By Steve Evans —– Inflation is driving prices higher and while the insurance and reinsurance industry may have been hoping that claims inflation from litigious claims could be close to reducing, thanks to legislative efforts in Florida, there are other inflationary factors that are a cause for concern.
Overall, economic conditions are increasingly tipping towards inflation, as a side-effect of the pandemic and related financing.
“Economic factors such as inflation also affect hurricane risk assessment for the insurance industry. US inflation is rising, fed by the economic recovery and consumer spending as well as fiscal stimulus from the crisis,” Swiss Re explained.
Chief among the inflationary factors being seen that will affect the hurricane season for the insurance and reinsurance industry are prices of materials and costs in thee construction industry.
Swiss Re said that, “Construction prices in particular are surging due to a booming housing market.”
where we discussed how inflation could be a driver of higher costs this hurricane season, as well as for other major catastrophe or property claims events.
Swiss Re believes that the industry faces the prospect of elevated industry losses from hurricanes this year, because of the inflationary factors impacting prices and in particular those related to repairs of properties.
Inflation “Is likely to sharply increase claims costs from any loss-making landfalls this season,” Swiss Re warns, which the reinsurer notes, “Would significantly negatively affect indemnity costs for any re/insurer.”
Inflation is on everyone’s mind across insurance and reinsurance right now, with an expectation that the investment side of the business may feel some effects as inflation is increasingly baked into economic forecasts.
• • • •
Problems to solve -
a) Answer these questions from the article on inflation and hurricane claims, one answer per line:
(i) According to the article, economic conditions are tipping towards inflation as a side-effect of what?
(ii) What does Swiss Re say is causing construction prices to surge?
(iii) Which side of the insurance and reinsurance business may feel some effects as inflation is built into economic forecasts?
b) Rewrite the paragraph of the article on inflation and hurricane claims that begins "Swiss Re believes that the industry faces" as one shorter sentence that keeps its main facts.
• • • •
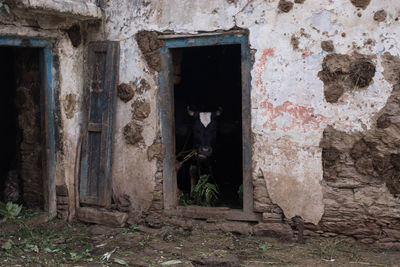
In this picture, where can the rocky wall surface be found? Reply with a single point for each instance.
(319, 67)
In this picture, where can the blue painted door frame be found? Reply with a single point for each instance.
(166, 104)
(47, 111)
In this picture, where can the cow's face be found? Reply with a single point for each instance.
(204, 132)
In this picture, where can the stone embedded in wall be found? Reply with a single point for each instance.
(74, 34)
(148, 43)
(140, 110)
(327, 46)
(143, 86)
(285, 6)
(380, 15)
(383, 121)
(362, 72)
(156, 150)
(361, 195)
(360, 3)
(132, 133)
(341, 73)
(391, 65)
(294, 41)
(125, 92)
(69, 104)
(261, 199)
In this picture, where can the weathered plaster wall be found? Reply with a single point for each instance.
(68, 73)
(289, 108)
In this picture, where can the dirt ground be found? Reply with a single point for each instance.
(27, 242)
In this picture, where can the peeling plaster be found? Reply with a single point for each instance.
(289, 111)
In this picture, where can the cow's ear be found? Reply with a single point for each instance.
(190, 112)
(218, 112)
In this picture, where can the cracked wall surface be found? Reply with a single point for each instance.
(289, 108)
(305, 84)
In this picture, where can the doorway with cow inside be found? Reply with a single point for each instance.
(208, 124)
(21, 165)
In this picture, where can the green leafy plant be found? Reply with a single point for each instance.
(205, 193)
(9, 211)
(4, 7)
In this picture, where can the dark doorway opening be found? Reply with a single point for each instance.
(21, 171)
(206, 78)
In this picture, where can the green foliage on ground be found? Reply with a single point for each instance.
(205, 193)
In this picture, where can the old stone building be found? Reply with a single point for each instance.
(96, 94)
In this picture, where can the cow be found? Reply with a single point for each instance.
(204, 133)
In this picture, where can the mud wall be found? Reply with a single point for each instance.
(66, 35)
(310, 58)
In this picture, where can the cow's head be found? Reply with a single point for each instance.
(204, 131)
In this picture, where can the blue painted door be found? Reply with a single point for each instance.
(96, 147)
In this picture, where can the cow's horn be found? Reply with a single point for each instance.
(219, 111)
(190, 112)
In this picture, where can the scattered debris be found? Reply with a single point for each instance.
(360, 3)
(285, 6)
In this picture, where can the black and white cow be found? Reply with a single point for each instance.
(204, 131)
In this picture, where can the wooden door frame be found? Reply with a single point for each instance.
(46, 110)
(166, 111)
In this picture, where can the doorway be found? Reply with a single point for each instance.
(206, 72)
(27, 116)
(206, 79)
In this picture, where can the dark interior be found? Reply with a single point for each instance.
(206, 78)
(8, 117)
(20, 120)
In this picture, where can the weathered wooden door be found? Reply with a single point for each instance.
(96, 147)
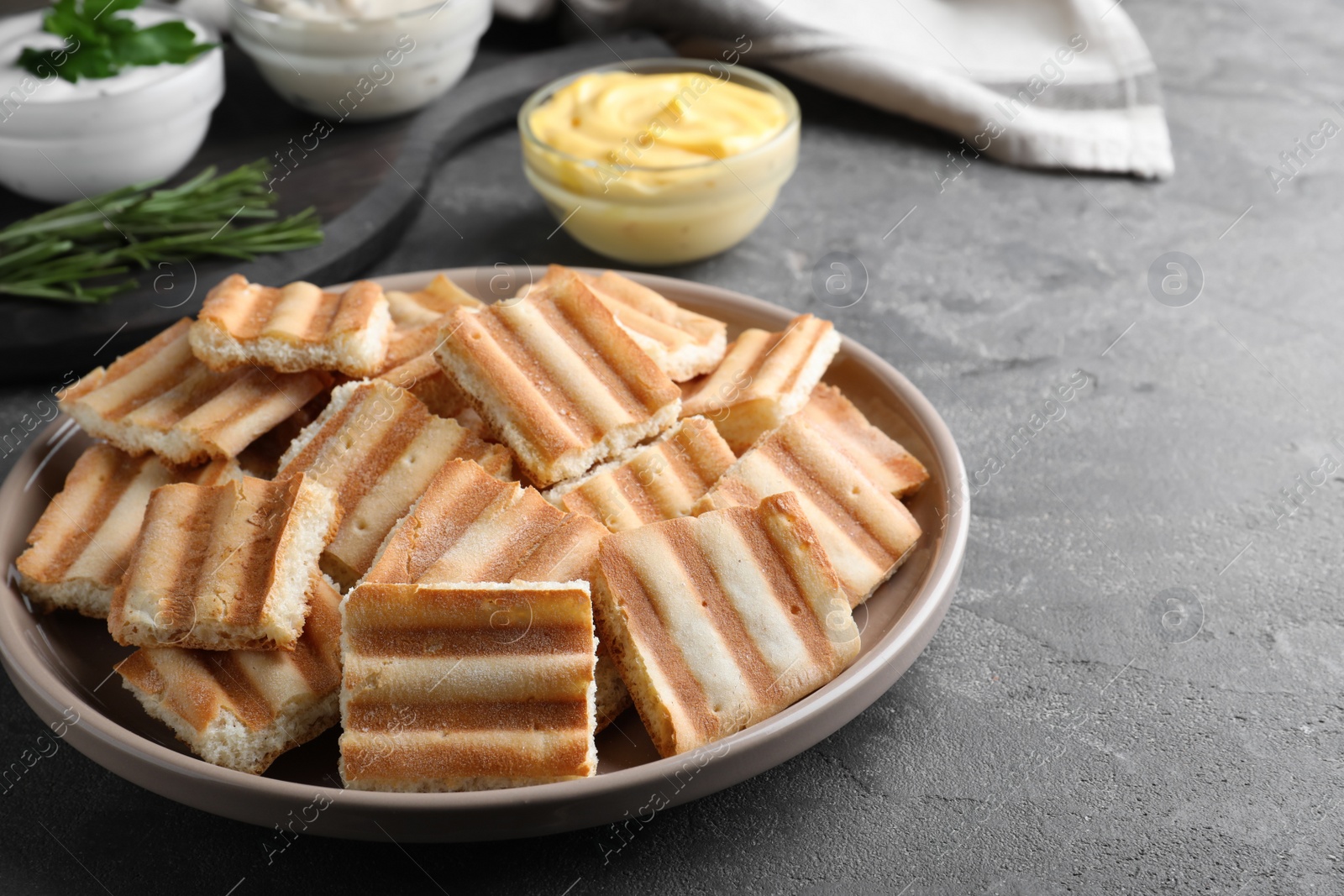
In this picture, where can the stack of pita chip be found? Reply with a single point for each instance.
(691, 524)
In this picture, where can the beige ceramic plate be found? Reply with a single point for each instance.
(60, 663)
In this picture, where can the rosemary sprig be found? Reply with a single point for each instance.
(53, 254)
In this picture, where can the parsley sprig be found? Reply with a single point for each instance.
(100, 43)
(51, 254)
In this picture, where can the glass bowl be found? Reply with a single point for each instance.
(663, 215)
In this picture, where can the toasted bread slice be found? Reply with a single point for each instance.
(843, 479)
(292, 329)
(82, 542)
(159, 398)
(557, 379)
(467, 685)
(244, 708)
(470, 527)
(378, 448)
(417, 317)
(225, 567)
(261, 458)
(880, 458)
(430, 383)
(682, 343)
(764, 379)
(721, 621)
(660, 481)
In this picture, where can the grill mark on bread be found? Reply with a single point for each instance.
(306, 458)
(391, 443)
(313, 656)
(433, 761)
(246, 701)
(487, 715)
(468, 642)
(648, 631)
(218, 567)
(261, 544)
(192, 555)
(564, 425)
(380, 449)
(659, 481)
(558, 379)
(438, 694)
(78, 537)
(159, 398)
(616, 401)
(880, 458)
(280, 699)
(785, 590)
(804, 479)
(539, 544)
(685, 553)
(699, 673)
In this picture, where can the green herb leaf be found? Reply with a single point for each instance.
(100, 43)
(55, 253)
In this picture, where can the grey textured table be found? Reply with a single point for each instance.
(1068, 730)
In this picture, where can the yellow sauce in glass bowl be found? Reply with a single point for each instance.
(669, 163)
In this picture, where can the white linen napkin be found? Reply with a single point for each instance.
(1048, 83)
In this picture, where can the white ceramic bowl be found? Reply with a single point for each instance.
(62, 141)
(363, 69)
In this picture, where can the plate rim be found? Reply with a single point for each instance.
(134, 757)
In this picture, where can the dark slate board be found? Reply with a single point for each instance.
(366, 202)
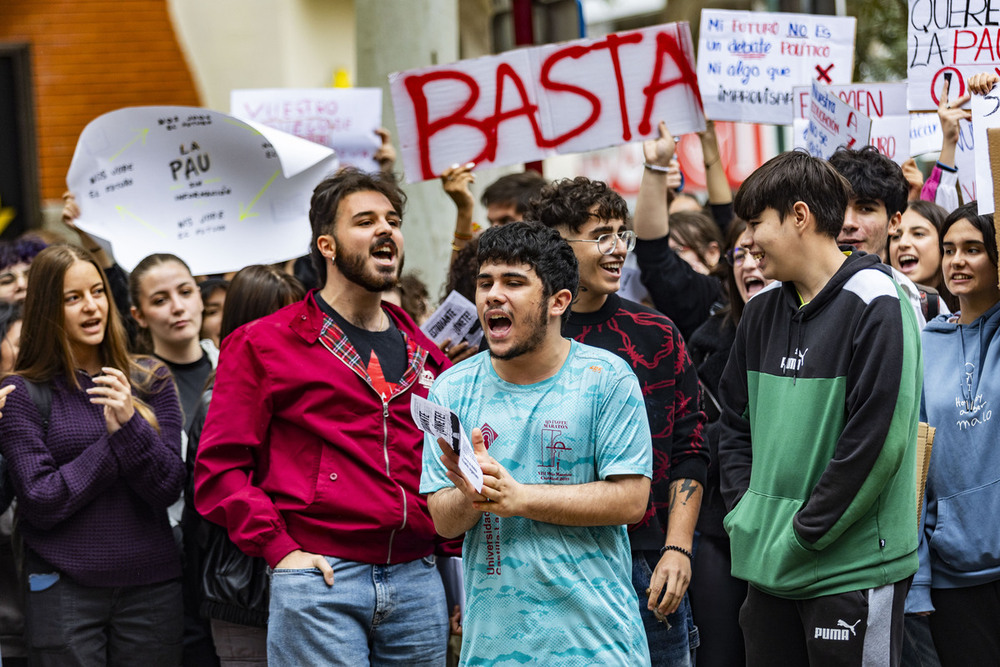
• • • •
Answers given -
a)
(i) The pandemic and related financing.
(ii) A booming housing market.
(iii) The investment side.

b) Swiss Re expects higher industry hurricane losses this year because inflation is pushing up prices, especially for property repairs.